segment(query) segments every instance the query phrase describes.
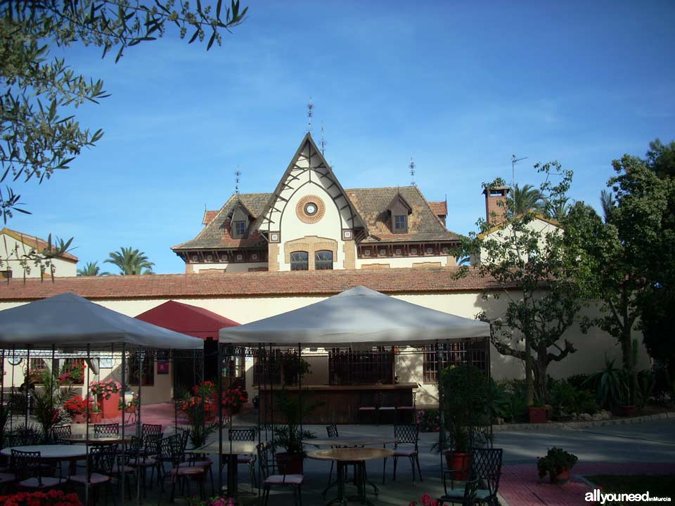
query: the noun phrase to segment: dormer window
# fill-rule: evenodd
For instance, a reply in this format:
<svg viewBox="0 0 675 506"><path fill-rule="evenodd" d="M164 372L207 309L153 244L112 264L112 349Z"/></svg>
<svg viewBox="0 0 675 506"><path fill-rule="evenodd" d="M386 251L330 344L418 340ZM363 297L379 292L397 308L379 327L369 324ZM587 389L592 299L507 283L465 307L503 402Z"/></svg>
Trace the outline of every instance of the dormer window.
<svg viewBox="0 0 675 506"><path fill-rule="evenodd" d="M235 239L246 235L246 222L235 221L232 227L232 237Z"/></svg>
<svg viewBox="0 0 675 506"><path fill-rule="evenodd" d="M399 214L394 216L394 233L405 233L408 231L408 216Z"/></svg>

══════════════════════════════

Short problem:
Write out the entries above verbatim; the pictures do not belong in your copy.

Written answer:
segment(query) segments every instance the query phrase describes.
query: the noun phrase to segment: dormer window
# fill-rule: evenodd
For instance, a reply in this format:
<svg viewBox="0 0 675 506"><path fill-rule="evenodd" d="M164 372L207 309L153 244L112 264L112 349Z"/></svg>
<svg viewBox="0 0 675 506"><path fill-rule="evenodd" d="M386 251L330 344L418 340ZM363 297L379 292L397 308L379 327L369 324ZM587 389L592 299L507 283L465 307L503 402Z"/></svg>
Trace the outline of every instance of the dormer window.
<svg viewBox="0 0 675 506"><path fill-rule="evenodd" d="M235 239L246 235L246 222L235 221L232 227L232 237Z"/></svg>
<svg viewBox="0 0 675 506"><path fill-rule="evenodd" d="M399 214L394 216L394 233L405 233L408 231L408 216Z"/></svg>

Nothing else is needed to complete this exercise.